EXCERPT PROVIDED >>
## start
The game ends following ten turns (8 turns if playing with 5 or 6 players). To be even eligible to win, a player must first escape Shanghai alive. To do so, he must visit the International Consulates and obtain a passport. Passports cost $50,000, or are free if the player is lucky enough to roll a ‘5’. Once the passport is obtained, a player may head for the airport where he can hire up to three bodyguards. One bodyguard costs $25,000, two bodyguards cost $50,000, while three bodyguards cost $100,000. On the next turn, he can attempt to reach the plane and fly to safety. Of course, before his next turn arrives, each opponent has the opportunity to hire an assassin for $50,000. A roll of 1 – 4 will succeed in killing the fleeing player, but the roll is made more difficult for each bodyguard the player has hired.
After the completion of the tenth turn, players who have successfully escaped Shanghai tally the money in their international accounts. Cash-in-hand is worthless. The player who has successfully accumulated the most wealth is victorious.
The game was wild fun. Yes, there is a healthy dose of randomness involved, and sometimes that randomness can be frustrating. It took me quite awhile before I was able to roll the required numbers in order to gain control of both trading posts in a neighborhood. Thus, my opponents had gained control of rackets and trading pyramids at a quicker pace than I did. However, I was able to use my rackets to negotiate some favorable deals and claw my way back into contention.
The game has a dozen different rackets to control, each with unique powers and abilities. How these powers are wielded seems to offer players numerous possible strategies and paths to pursue. There certainly seems to be ample room within the system to explore many options and keep games fresh.
The negotiation and deal-making aspect allows for some very creative deals. I’ve alluded to this already. I like this, as players are quite free to strike clever deals and form interesting alliances. Thus, if a player is faltering in one area, he can use his strength in other areas to potentially alleviate that deficiency. The wide-open nature of the collusion phase adds exciting possibilities and likely has the potential for giving each game a different feel.
The biggest drawback to the game was its length. Our game took better than four hours to complete, and that was with just four players. Even though the game is shortened by two turns with 5 or 6 players, the additional time it would take for each additional player to perform their action on each turn will likely even add more time to the proceedings. I don’t mind the occasional long game, but this will likely mean that the game will only make an appearance every year or two. A shame, since it really was a lot of fun.
Dave (Britain), Willerd (American), Keith (French) and I (Germany) participated in the controlling and extortion of Shanghai.
All of us immediately sensed the importance of grabbing control of trading posts, so spend the first several seasons attempting to reach these trading posts, hire coolies and grab control of rackets. In an attempt to gain control of a warehouse, Willerd ventured outside the safety of the International Zone and was shanghaied to Old Chinatown. He found himself in the brothel, but the grateful … or disappointed ladies let him escape their clutches without payment.
Keith grabbed control of the important Currency Trader racket and used this to consistently negotiate favorable deals with his opponents. He generally allowed players to deposit money for free at the Trader in exchange for promises not to send thugs or muggers after him, or for police or monk protection. He rode this ticket to a strong lead.
## end
RECORDED INFORMATION >>
## start
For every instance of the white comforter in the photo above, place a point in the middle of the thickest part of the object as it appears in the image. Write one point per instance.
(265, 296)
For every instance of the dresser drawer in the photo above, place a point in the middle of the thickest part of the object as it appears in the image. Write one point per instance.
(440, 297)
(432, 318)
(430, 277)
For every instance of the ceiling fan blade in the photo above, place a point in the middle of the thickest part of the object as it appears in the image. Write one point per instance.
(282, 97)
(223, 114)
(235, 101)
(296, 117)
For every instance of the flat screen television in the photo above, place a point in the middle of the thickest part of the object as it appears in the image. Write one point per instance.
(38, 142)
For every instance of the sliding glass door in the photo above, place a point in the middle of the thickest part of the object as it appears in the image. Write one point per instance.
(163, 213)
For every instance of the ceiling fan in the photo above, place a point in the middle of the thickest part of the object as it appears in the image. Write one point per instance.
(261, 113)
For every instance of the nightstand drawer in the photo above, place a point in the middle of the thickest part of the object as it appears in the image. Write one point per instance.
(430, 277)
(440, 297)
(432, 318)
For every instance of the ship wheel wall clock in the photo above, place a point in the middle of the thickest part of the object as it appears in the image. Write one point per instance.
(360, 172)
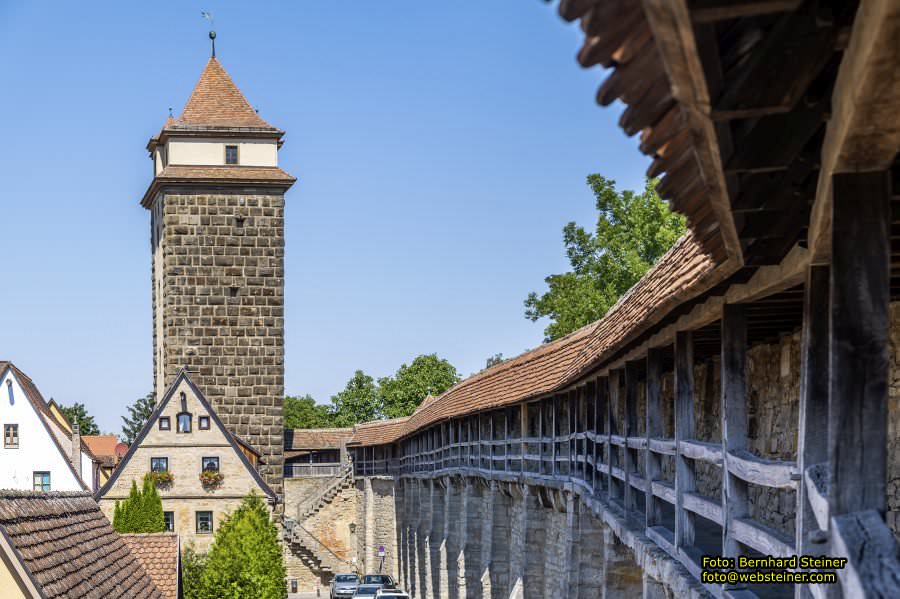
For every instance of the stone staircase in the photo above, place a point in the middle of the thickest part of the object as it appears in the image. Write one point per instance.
(325, 494)
(311, 550)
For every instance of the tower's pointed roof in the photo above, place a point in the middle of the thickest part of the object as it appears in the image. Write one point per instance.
(217, 102)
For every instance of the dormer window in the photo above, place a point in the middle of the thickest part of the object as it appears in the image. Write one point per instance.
(184, 423)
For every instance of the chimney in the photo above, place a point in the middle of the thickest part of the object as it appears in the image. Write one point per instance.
(76, 448)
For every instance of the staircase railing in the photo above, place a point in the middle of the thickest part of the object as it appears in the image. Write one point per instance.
(296, 533)
(312, 501)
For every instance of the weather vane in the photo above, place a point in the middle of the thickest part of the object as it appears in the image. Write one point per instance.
(212, 32)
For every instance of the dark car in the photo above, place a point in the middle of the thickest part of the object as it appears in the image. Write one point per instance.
(343, 585)
(367, 590)
(384, 580)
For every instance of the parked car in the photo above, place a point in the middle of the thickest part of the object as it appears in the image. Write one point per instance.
(343, 585)
(384, 580)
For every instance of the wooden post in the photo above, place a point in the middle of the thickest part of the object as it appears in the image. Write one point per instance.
(614, 392)
(555, 432)
(860, 329)
(632, 381)
(734, 420)
(813, 428)
(685, 480)
(654, 428)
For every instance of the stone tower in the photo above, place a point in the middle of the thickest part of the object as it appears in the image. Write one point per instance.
(217, 238)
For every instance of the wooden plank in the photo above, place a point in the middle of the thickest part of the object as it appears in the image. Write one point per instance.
(703, 506)
(735, 504)
(685, 481)
(812, 435)
(673, 32)
(709, 11)
(859, 342)
(872, 569)
(614, 464)
(863, 133)
(779, 70)
(653, 428)
(764, 539)
(777, 474)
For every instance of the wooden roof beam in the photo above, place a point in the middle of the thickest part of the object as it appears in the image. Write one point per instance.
(708, 11)
(673, 31)
(864, 131)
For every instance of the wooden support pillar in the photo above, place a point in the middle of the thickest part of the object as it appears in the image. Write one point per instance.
(734, 420)
(813, 427)
(685, 480)
(632, 382)
(860, 333)
(654, 429)
(615, 486)
(554, 435)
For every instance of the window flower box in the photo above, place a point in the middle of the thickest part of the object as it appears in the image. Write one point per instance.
(210, 479)
(162, 478)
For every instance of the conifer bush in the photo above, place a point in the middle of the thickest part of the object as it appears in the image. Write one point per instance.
(141, 511)
(245, 560)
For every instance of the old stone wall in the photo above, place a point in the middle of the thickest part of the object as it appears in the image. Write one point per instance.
(218, 308)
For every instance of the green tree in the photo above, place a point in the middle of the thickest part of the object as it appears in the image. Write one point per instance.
(633, 230)
(138, 413)
(493, 360)
(427, 375)
(245, 560)
(77, 414)
(141, 511)
(304, 412)
(359, 401)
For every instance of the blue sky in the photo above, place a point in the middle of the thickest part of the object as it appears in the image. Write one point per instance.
(440, 148)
## end
YOUR TASKS >>
1 - In the game review, how much does it cost to hire three bodyguards?
2 - Reproduce the game review between "All of us immediately" and "clutches without payment.", inclusive.

ANSWERS BELOW >>
1 - $100,000.

2 -
All of us immediately sensed the importance of grabbing control of trading posts, so spend the first several seasons attempting to reach these trading posts, hire coolies and grab control of rackets. In an attempt to gain control of a warehouse, Willerd ventured outside the safety of the International Zone and was shanghaied to Old Chinatown. He found himself in the brothel, but the grateful … or disappointed ladies let him escape their clutches without payment.